Passage for review:
In Reiki One, three weeks ago, I learned that the root chakra represents home. The root chakra is red and located between our legs at the base of our spines. It’s connected to our adrenals. I lost one of my adrenals 17 years ago, the year I got married and bought the house my parents divorced in, where my mother raised me.
The last time I was in my dad’s shed, he offered me his tools. I took a hammer and a plastic sign covered in bird poop and cobwebs that reads HOME. My dad used to put me to sleep with stories about his days wondering, the greyhound buses, the nights on park benches and the moves from one apartment to the next. When he found the house out in the country a new mantra came to him. HOME. I cleaned off the sign and put it in my window under the street sign my friend stole for me in high school, East Valley Drive.
We had our front porch re-tiled this week. The elegant design of the four different patterns of blue and white tiles is a thing of real beauty. It took many years in this house for me to care about it. I’d wanted to live anywhere but here, anywhere but in my skin, with anyone but myself. I don’t know if we will move or if we will stay. The answer to that question changes every time I ask it. But I’m ready to take away the broken parts, to fix what I can, to make it as beautiful as possible while we’re here.
Last week my dad and stepmother accepted a contract on their house out in the country, the house that has been their haven for the past 25 years. This week my stepmother was admitted to the hospital with a collapsed lung, a complication of her advanced stage 4 ovarian cancer. My father has Lewy Body Dementia, a combination of Parkinson’s and Alzheimer’s, paired with hallucinations, and can no longer drive. This week I have been calling eldercare lawyers and real estate agents, helping my parents find and fill out the paperwork for somewhere closer to town. It is a devastating, beautiful honor in the midst of so much upheaval to help them find a smaller, more manageable home.

Tasks:
[a] Decide whether each statement agrees with the essay about home: (i) the root chakra is connected to the adrenals; (ii) the newly tiled front porch uses two patterns of tile; (iii) the writer's father is still able to drive. For each, answer yes or no and quote the words of the essay that settle it.
[b] Reproduce the essay about home word for word, starting with "We had our front" and going on through "while we’re here.".

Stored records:
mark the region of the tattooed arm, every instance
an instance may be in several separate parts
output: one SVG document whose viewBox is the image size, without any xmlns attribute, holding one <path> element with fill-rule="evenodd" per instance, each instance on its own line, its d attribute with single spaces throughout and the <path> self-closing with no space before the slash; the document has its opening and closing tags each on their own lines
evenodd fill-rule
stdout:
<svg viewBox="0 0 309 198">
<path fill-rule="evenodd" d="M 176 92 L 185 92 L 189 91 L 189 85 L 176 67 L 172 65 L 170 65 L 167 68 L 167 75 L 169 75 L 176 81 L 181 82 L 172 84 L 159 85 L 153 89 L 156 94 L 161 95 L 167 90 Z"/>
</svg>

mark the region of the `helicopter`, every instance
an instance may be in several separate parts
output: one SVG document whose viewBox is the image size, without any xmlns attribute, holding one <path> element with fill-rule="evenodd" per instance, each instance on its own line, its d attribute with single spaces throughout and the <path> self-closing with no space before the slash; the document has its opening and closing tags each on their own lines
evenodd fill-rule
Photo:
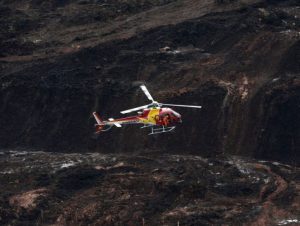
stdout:
<svg viewBox="0 0 300 226">
<path fill-rule="evenodd" d="M 151 101 L 151 103 L 121 111 L 121 114 L 128 114 L 138 111 L 138 115 L 119 119 L 109 118 L 107 121 L 101 120 L 99 114 L 97 112 L 93 112 L 97 122 L 97 124 L 95 124 L 96 134 L 108 131 L 113 126 L 122 127 L 122 125 L 127 124 L 142 124 L 143 126 L 141 129 L 150 128 L 151 132 L 148 135 L 171 132 L 175 129 L 176 124 L 182 123 L 182 119 L 178 112 L 169 107 L 202 108 L 202 106 L 197 105 L 159 103 L 153 99 L 145 85 L 141 85 L 140 88 L 145 93 L 146 97 Z"/>
</svg>

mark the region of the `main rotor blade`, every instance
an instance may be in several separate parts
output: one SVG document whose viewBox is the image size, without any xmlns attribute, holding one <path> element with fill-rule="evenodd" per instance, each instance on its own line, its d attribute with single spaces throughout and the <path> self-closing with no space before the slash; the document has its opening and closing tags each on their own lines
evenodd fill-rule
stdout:
<svg viewBox="0 0 300 226">
<path fill-rule="evenodd" d="M 153 97 L 151 96 L 151 94 L 149 93 L 147 87 L 145 85 L 141 85 L 140 86 L 141 89 L 144 91 L 145 95 L 148 97 L 149 100 L 151 100 L 152 102 L 154 101 Z"/>
<path fill-rule="evenodd" d="M 131 108 L 131 109 L 128 109 L 128 110 L 125 110 L 125 111 L 121 111 L 121 114 L 127 114 L 127 113 L 130 113 L 130 112 L 133 112 L 133 111 L 142 110 L 142 109 L 145 109 L 147 107 L 148 107 L 148 105 L 144 105 L 144 106 L 140 106 L 140 107 L 136 107 L 136 108 Z"/>
<path fill-rule="evenodd" d="M 164 106 L 175 106 L 175 107 L 184 107 L 184 108 L 202 108 L 199 105 L 182 105 L 182 104 L 163 104 Z"/>
</svg>

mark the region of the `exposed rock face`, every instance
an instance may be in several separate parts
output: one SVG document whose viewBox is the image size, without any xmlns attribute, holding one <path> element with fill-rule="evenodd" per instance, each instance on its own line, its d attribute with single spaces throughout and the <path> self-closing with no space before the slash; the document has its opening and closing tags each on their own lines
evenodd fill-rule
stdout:
<svg viewBox="0 0 300 226">
<path fill-rule="evenodd" d="M 6 152 L 0 181 L 1 225 L 300 222 L 299 168 L 278 162 Z"/>
<path fill-rule="evenodd" d="M 299 163 L 297 1 L 1 1 L 1 12 L 1 147 Z M 144 104 L 141 83 L 203 109 L 177 109 L 173 134 L 94 137 L 91 112 Z"/>
</svg>

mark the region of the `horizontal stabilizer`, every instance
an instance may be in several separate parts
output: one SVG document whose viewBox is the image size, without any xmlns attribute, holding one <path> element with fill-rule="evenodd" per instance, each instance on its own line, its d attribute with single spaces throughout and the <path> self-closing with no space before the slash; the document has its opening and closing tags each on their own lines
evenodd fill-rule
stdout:
<svg viewBox="0 0 300 226">
<path fill-rule="evenodd" d="M 109 118 L 108 121 L 112 122 L 112 121 L 114 121 L 114 119 L 113 119 L 113 118 Z M 120 124 L 120 123 L 117 123 L 117 122 L 115 122 L 114 125 L 115 125 L 116 127 L 122 127 L 121 124 Z"/>
</svg>

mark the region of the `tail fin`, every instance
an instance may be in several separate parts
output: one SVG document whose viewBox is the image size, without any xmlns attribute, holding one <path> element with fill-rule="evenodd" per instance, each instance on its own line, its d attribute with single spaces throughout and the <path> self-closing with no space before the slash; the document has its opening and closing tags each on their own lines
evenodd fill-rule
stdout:
<svg viewBox="0 0 300 226">
<path fill-rule="evenodd" d="M 98 125 L 102 125 L 103 123 L 102 123 L 102 120 L 100 119 L 99 114 L 97 112 L 93 112 L 93 115 L 94 115 Z"/>
</svg>

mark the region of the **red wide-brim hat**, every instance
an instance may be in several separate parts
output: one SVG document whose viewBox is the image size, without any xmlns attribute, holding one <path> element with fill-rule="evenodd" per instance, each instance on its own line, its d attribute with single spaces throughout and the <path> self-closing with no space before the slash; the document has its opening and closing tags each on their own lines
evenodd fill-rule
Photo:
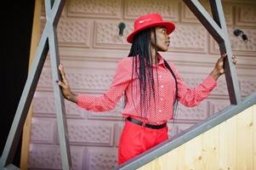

Expected results:
[a]
(i) Yes: "It’s connected to our adrenals."
(ii) No: "the four different patterns of blue and white tiles"
(iii) No: "can no longer drive."

[b]
We had our front porch re-tiled this week. The elegant design of the four different patterns of blue and white tiles is a thing of real beauty. It took many years in this house for me to care about it. I’d wanted to live anywhere but here, anywhere but in my skin, with anyone but myself. I don’t know if we will move or if we will stay. The answer to that question changes every time I ask it. But I’m ready to take away the broken parts, to fix what I can, to make it as beautiful as possible while we’re here.